- DIRECTIVE
What's needed is an exact copy of the lines from the one that contains "hand in the photo above." to the end of the data below, leaving the pictures out.

- RECORDED DATA
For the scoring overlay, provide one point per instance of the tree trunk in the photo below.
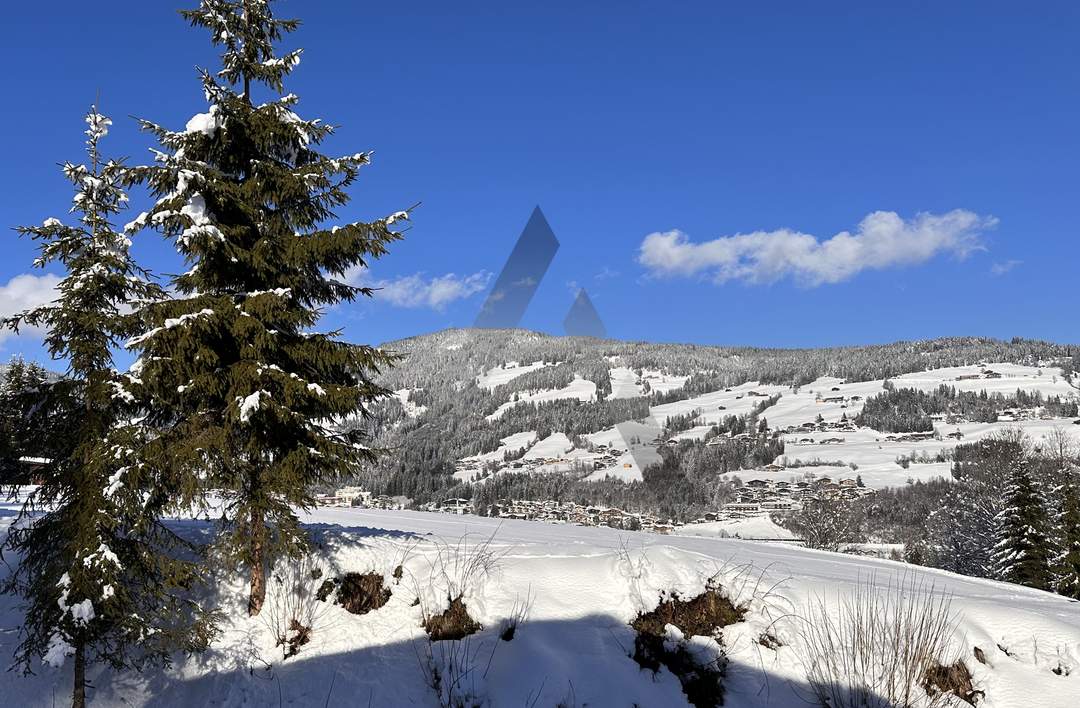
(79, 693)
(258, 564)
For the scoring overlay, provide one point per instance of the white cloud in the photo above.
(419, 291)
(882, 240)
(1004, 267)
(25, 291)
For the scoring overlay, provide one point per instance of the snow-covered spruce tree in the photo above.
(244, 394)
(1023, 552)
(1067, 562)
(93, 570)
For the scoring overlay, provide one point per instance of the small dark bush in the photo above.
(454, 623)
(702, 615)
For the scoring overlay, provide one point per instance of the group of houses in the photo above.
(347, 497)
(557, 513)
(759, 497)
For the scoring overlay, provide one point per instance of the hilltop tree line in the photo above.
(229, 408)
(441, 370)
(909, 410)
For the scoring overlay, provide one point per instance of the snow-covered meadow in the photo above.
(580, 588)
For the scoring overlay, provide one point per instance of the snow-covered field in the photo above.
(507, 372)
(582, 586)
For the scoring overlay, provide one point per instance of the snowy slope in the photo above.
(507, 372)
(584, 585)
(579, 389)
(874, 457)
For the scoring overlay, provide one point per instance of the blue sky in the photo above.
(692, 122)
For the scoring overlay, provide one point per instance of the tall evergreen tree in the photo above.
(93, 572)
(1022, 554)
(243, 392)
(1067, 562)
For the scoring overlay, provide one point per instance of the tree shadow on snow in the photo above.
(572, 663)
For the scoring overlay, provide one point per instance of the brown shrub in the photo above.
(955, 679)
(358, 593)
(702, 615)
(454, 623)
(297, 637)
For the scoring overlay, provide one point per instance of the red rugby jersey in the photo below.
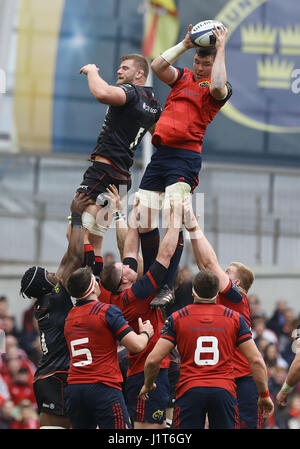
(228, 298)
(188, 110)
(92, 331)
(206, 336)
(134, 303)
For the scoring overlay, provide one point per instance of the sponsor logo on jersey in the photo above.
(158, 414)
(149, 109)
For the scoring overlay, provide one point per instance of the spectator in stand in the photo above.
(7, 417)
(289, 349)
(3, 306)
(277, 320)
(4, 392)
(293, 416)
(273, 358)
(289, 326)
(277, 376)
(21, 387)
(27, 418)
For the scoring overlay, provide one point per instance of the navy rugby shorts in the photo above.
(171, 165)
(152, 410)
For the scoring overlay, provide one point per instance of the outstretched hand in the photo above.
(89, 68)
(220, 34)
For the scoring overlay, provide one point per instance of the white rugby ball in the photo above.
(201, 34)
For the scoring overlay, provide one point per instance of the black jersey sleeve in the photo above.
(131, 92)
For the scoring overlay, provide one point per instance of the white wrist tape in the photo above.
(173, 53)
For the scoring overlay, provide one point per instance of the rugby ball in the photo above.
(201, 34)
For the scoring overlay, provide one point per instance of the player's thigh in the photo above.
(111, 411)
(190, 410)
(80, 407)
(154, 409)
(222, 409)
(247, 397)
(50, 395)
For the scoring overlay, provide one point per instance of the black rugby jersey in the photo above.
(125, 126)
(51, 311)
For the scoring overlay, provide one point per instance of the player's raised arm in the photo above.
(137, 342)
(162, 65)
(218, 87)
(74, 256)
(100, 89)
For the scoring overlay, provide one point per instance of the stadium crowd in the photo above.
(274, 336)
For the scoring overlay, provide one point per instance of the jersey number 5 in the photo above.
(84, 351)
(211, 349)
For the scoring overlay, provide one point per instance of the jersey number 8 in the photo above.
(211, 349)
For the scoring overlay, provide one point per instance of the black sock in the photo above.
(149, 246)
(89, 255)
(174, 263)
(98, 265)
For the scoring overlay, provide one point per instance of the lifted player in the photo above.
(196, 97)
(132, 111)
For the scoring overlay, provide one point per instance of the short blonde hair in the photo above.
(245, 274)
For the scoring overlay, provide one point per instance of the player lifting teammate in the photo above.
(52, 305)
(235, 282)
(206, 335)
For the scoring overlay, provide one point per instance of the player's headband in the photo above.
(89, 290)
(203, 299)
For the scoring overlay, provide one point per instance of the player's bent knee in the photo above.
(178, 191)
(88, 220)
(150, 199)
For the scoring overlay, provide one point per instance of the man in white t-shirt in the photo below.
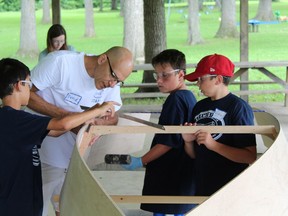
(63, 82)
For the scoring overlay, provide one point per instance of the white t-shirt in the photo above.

- RESPONSE TO THE TASK
For the scoring overlay, provide one point per instance of the outstretched hand in the photo above.
(89, 68)
(220, 34)
For the scoring overlay, provide one point per instance of the white rugby ball in the photo above.
(201, 34)
For the scoring overlay, provide one point per instance of the black jersey sleeve in the photo above.
(131, 92)
For the scoring overlay, provide one point per instance of the white wrist tape in the photo above.
(173, 53)
For the scoring overlay, provide one point per instance of the rugby ball in the photo above.
(201, 34)
For the scoring overlay, provide one point per instance of the player's thigh in the photo above.
(111, 411)
(190, 410)
(80, 407)
(154, 409)
(222, 409)
(247, 397)
(50, 395)
For the scoring overlay, provide one point per instance of the black rugby jersey in the photo above.
(125, 126)
(51, 311)
For the scoring overlay, provide one point per instance of the player's raised arm in the photo above.
(137, 342)
(162, 65)
(218, 87)
(74, 256)
(100, 89)
For the scoring overlay, provide one point per instance of the stadium crowd in the photo above.
(274, 336)
For the scoring overlay, provide one point per instance of the jersey number 5 in the photo above.
(84, 351)
(211, 349)
For the scoring overlay, provide one point per instance of the jersey number 8 in the photo above.
(211, 349)
For the scoring overlay, provide one point per instance of the black sock in the photo above.
(149, 246)
(89, 255)
(174, 263)
(98, 265)
For the scoring overlay, provide one point per instance of the lifted player in the photo above.
(196, 97)
(132, 111)
For the scoring overlay, provide one point per instance of the short blonde hair in the photo above.
(245, 274)
For the scoring overlay, provide one point per instance of the player lifting teammate in the photo above.
(52, 305)
(235, 282)
(206, 335)
For the scoring overlay, provide one point per instance of the player's headband in the photo above.
(89, 290)
(203, 299)
For the scoring overlay, provide one point per instance of the player's bent knee in the photo above.
(178, 191)
(88, 220)
(150, 199)
For the scoring overlay, provide one point per instance of the man in white t-shirt in the photo below.
(63, 82)
For the scoring overlay, provide one point per instance of the white t-shirt in the photo above.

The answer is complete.